=== TASK GOAL ===
Copy each of the entries below word for word, leaving nothing out.

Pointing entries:
** START **

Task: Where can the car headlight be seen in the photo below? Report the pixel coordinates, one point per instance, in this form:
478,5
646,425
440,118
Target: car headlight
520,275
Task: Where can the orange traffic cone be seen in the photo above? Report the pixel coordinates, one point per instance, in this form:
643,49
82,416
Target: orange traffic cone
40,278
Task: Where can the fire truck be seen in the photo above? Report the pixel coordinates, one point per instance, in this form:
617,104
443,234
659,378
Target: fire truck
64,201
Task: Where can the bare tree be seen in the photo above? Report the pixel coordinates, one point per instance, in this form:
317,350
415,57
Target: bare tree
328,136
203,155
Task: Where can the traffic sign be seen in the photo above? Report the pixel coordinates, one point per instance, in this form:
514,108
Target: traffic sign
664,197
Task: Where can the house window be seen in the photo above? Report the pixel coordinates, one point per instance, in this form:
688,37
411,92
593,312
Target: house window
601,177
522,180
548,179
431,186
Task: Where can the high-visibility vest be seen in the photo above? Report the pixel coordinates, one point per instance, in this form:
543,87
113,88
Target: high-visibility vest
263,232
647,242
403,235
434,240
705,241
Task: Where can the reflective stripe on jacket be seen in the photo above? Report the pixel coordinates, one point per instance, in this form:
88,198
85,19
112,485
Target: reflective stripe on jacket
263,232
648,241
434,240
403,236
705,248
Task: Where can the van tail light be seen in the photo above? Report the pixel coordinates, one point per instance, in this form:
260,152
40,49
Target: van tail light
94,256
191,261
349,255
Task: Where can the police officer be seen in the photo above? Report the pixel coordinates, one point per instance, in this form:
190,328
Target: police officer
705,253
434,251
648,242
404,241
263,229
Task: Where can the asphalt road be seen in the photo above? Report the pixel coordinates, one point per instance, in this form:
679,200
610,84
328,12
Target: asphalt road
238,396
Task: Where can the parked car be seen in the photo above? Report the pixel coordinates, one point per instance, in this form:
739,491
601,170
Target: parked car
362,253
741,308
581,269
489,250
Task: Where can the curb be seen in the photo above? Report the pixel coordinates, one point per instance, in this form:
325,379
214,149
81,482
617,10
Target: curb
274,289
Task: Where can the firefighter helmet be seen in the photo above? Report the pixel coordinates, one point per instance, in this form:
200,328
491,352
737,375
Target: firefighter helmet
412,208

** END **

=== TASK ANSWER ===
Task: Where can the car headlight be seen in the photo below? Report the pixel coordinates, one point per instance, in this form:
478,5
646,425
440,118
Target: car headlight
520,275
Task: Where can the orange traffic cone be seen in the photo above? Report the pixel coordinates, one point per instance, in this form:
643,49
82,416
Target: orange traffic cone
40,278
Task: Where can the fire truck be seen in the photo above? Report the pixel coordinates, one point per instance, in this form:
617,104
443,234
659,378
Target: fire truck
64,201
Task: Where can the bare tree be seen in the photo above? Report the pixel coordinates, one point per instance, in this form:
317,350
415,57
Target: bare tree
328,136
203,155
Task: Where can the traffic sign be seen in the photo above? Report the pixel coordinates, one point per instance, in this form:
514,108
Target: traffic sign
664,197
Task: Where can the house window be seen in the photo above? Report the pixel coordinates, one point per instance, in this form:
688,37
411,92
593,312
Target: house window
601,177
522,180
548,179
431,186
Task: Where can the high-visibility vest be seen in the photo above? Report the pixel coordinates, one point per instance, in this form:
543,87
113,88
Target: high-visibility vest
263,232
647,242
403,235
434,240
705,241
Task: Where can the reflective stripe on jacket be seen in the photo above? Report the pixel coordinates, one point per instance, in this form:
88,198
85,19
112,485
Target: reflective stripe on jacket
263,232
648,241
434,240
403,236
705,248
Task: Where can the van tail light be seen in the photo above? Report the pixel coordinates, one point per instance, in this form:
260,152
40,49
Target: van tail light
94,256
191,261
349,255
Task: Where can the police officer be seen in the photo above? Report the pixel coordinates, one point per instance, in this form:
190,328
Target: police officer
705,253
434,251
648,242
404,241
263,229
Task: Where can the asphalt road be seen in the photo above? Report the pixel coordinates, one point per instance, in this form:
679,200
610,84
328,12
Target: asphalt road
238,396
Task: Where can the parked car be seen in the photo above? Report the pixel coordinates, one point per instance, in this form:
739,491
601,170
Target: parked car
362,253
741,308
581,269
489,250
Task: Where can the curb be seen in the photo above? Report the pixel coordinates, one point per instance, in this form:
325,379
214,149
81,482
617,10
Target: curb
274,289
Task: Where can the firefighter helmet be seen in the photo above? Report the pixel coordinates, one point per instance, in this form:
200,328
491,352
737,375
Target: firefighter helmet
412,208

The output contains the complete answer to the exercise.